# start of AVAILABLE DATA

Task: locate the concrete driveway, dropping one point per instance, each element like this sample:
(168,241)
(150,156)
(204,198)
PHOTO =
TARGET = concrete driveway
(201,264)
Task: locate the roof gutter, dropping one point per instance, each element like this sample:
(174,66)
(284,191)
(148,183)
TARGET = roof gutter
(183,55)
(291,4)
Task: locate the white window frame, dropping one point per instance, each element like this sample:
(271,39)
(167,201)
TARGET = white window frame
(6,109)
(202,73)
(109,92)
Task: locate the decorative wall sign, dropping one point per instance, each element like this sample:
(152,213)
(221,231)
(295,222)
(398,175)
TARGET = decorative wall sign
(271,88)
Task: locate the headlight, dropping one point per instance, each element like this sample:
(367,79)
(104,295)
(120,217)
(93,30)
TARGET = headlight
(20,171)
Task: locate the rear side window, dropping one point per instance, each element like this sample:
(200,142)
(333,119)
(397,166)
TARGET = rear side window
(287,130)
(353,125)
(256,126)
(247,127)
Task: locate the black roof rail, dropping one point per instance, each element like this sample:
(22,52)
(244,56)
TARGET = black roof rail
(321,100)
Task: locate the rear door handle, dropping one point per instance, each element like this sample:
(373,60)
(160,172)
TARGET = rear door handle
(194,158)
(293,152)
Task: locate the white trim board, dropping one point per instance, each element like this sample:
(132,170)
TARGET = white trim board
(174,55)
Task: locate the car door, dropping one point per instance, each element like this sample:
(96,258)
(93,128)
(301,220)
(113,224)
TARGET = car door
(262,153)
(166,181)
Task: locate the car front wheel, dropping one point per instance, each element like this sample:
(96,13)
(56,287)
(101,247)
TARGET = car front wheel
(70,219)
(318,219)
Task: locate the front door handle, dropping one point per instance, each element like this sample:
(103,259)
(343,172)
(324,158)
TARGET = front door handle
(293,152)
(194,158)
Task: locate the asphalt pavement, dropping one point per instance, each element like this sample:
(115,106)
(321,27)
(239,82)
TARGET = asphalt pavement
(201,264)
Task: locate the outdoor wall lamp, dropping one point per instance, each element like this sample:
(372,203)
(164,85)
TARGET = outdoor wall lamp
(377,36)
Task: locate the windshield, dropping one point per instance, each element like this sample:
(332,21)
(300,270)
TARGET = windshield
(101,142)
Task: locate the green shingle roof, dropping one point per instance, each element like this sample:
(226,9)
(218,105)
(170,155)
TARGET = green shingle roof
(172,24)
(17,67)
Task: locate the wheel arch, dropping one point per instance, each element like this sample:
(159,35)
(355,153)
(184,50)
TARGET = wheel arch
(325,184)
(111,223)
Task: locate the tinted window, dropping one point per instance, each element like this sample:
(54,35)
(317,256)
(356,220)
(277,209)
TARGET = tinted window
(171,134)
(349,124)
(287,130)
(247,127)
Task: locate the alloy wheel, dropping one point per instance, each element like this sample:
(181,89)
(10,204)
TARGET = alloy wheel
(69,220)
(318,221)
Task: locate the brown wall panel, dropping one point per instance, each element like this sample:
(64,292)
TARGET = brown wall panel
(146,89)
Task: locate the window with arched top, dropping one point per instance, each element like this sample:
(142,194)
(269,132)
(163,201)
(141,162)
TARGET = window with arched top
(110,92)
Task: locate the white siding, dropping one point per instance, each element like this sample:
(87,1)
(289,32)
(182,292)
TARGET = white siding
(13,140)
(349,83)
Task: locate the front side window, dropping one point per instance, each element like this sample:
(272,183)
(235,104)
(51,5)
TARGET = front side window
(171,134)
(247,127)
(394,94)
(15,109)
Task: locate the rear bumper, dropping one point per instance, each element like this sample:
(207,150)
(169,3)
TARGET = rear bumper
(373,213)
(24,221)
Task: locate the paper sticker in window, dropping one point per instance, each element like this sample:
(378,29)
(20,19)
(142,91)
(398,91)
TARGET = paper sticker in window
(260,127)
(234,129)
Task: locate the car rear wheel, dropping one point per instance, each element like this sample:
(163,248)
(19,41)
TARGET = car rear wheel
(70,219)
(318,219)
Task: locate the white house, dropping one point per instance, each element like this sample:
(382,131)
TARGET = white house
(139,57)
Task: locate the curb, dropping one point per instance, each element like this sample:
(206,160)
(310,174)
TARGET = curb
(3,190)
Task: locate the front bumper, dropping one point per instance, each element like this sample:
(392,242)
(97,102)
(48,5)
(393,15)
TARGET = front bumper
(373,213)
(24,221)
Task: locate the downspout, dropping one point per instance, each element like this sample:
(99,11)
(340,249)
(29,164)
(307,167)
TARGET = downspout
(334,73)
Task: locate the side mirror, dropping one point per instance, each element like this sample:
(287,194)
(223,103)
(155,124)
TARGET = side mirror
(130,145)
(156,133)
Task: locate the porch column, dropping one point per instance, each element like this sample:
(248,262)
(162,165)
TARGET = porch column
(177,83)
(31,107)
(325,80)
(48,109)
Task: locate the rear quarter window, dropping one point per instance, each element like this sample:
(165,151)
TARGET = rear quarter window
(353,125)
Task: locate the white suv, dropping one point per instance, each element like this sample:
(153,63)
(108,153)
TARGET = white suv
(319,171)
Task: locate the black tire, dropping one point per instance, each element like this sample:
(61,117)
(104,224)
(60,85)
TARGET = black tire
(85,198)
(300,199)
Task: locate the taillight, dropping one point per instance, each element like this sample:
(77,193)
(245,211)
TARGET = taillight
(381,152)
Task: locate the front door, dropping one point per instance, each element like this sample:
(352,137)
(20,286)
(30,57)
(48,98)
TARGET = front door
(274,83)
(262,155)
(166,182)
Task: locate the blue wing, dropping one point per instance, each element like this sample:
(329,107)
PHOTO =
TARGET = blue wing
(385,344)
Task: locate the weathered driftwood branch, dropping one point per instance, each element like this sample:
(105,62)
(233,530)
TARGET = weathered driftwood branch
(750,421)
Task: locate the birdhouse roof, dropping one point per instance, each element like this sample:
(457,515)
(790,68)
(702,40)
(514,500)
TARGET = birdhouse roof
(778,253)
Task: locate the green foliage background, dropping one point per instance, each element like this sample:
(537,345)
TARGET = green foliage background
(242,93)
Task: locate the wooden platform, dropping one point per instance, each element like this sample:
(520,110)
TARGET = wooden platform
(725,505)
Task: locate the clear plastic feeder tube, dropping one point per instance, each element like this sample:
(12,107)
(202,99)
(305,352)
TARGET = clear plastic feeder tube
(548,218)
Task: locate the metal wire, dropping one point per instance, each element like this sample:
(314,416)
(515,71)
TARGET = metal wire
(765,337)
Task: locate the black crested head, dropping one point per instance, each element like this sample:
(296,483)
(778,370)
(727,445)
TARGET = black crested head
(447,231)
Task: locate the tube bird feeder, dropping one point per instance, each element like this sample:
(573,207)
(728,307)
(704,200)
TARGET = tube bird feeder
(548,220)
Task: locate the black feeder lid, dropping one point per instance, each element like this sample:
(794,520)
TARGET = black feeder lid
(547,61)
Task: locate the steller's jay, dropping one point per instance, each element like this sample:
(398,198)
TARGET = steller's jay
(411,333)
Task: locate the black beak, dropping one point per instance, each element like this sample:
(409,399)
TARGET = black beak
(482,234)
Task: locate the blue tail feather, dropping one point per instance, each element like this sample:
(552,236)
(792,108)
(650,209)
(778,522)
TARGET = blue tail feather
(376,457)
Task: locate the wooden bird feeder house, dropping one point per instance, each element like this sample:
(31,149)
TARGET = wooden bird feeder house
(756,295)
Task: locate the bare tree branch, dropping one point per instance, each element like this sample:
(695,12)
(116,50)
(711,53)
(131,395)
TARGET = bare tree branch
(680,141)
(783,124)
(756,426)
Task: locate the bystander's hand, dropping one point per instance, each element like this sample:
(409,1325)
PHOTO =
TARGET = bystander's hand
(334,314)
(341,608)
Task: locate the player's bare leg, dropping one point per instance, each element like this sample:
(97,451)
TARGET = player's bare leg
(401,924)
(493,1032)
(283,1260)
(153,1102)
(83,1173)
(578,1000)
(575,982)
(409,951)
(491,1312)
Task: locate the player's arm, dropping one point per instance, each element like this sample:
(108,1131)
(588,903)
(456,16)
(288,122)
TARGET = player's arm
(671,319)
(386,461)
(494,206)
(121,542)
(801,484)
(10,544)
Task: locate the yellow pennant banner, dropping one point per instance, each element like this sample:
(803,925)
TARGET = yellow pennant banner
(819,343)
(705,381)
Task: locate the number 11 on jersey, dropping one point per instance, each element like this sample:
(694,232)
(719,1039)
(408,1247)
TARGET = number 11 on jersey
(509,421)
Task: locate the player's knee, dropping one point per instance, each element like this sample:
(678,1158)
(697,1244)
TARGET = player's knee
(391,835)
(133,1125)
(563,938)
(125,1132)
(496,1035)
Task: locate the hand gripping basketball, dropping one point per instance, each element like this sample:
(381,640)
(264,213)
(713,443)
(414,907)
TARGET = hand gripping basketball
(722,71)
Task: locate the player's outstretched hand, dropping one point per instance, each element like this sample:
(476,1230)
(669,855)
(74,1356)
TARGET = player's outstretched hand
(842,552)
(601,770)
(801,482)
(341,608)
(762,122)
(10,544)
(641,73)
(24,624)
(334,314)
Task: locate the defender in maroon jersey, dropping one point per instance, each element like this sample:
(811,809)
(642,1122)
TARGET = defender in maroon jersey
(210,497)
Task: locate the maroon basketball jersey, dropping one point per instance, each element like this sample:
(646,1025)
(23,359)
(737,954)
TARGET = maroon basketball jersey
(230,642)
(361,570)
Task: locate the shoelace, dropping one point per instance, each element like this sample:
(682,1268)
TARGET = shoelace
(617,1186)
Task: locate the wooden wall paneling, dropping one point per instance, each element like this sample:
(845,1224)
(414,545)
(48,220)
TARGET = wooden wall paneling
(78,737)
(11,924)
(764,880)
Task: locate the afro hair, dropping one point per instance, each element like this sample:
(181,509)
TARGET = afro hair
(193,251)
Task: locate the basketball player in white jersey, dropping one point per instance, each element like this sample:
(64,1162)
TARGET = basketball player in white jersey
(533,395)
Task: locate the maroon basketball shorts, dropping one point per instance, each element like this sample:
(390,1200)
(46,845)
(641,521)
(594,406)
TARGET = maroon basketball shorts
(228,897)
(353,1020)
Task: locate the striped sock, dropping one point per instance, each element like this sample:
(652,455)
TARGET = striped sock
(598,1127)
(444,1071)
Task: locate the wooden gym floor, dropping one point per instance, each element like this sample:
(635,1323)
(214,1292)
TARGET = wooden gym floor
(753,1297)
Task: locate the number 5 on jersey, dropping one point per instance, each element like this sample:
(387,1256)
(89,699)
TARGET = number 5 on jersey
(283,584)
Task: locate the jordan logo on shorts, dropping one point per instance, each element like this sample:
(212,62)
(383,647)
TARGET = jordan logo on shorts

# end of AVAILABLE DATA

Copy exactly the line containing "Task: locate the afro" and every line after it, ending with the last line of the records above.

TASK OUTPUT
Task: locate the afro hair, dropping one point per instance, each element like this sample:
(181,509)
TARGET = afro hair
(193,251)
Task: locate the basketball player in white jersey, dropping one point per instance, each element like this sample:
(64,1162)
TARGET = basketball player in white jersey
(533,395)
Task: locate the maroon basketball shorts, dropping one point per instance, each element like this sample:
(390,1200)
(46,845)
(641,521)
(594,406)
TARGET = maroon basketball shorts
(228,897)
(353,1020)
Task: locate the striped sock, dropping one point per instance, each element like this sample:
(652,455)
TARGET = striped sock
(598,1127)
(444,1071)
Task: locate the wooden gym floor, dropping one point per instance, each element like this sample:
(635,1323)
(214,1292)
TARGET = wooden gym floor
(753,1297)
Task: locate the number 5 on jersey, dropping one point per instance, each element like this sample:
(387,1256)
(89,699)
TARGET = number 5 on jersey
(283,584)
Task: locate the jordan logo on shorts, dropping one point per instance, each element like this sample:
(212,62)
(383,647)
TARGET = jordan logo on shorts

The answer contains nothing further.